The problem:
Convert the records below, from the line with "of the stone" to the line with "(498, 1294)", into a two-column CSV headed text and answer, one row per record. Quote each field and replace any line breaks inside it with spaces.

Supplied data:
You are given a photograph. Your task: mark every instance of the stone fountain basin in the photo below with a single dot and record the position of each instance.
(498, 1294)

--

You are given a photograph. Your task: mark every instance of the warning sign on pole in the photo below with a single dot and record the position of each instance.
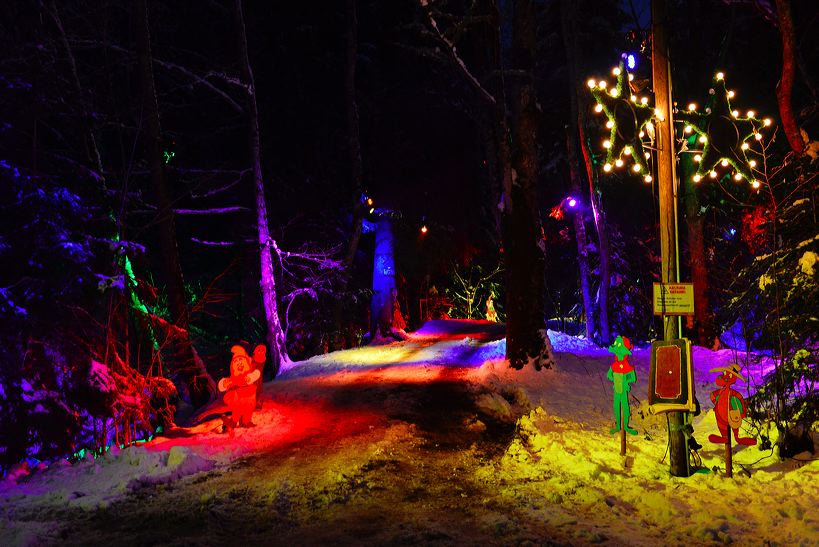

---

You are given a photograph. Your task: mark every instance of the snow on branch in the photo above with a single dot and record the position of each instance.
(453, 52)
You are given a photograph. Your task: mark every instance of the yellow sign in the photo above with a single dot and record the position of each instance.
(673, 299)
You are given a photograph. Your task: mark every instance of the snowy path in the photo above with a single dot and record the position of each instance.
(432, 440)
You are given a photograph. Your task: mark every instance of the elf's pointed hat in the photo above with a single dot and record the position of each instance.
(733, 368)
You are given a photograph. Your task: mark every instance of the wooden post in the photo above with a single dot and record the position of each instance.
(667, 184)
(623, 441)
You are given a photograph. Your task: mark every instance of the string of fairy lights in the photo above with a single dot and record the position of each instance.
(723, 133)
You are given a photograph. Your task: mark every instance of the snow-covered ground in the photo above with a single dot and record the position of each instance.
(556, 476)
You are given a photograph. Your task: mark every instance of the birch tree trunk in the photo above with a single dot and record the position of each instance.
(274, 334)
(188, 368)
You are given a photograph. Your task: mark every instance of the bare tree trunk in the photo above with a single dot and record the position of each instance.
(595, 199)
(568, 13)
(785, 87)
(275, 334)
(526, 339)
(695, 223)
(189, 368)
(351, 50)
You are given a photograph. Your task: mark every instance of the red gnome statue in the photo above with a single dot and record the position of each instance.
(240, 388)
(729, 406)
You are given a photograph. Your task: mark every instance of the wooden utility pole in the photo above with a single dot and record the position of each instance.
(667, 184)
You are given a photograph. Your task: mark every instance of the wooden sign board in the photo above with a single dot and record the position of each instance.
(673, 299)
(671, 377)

Solution below:
text,answer
"You are given a photograph. Your task: mark every instance of the stone fountain basin in the photo below with a single dot and record the position of each instance.","(498, 1294)"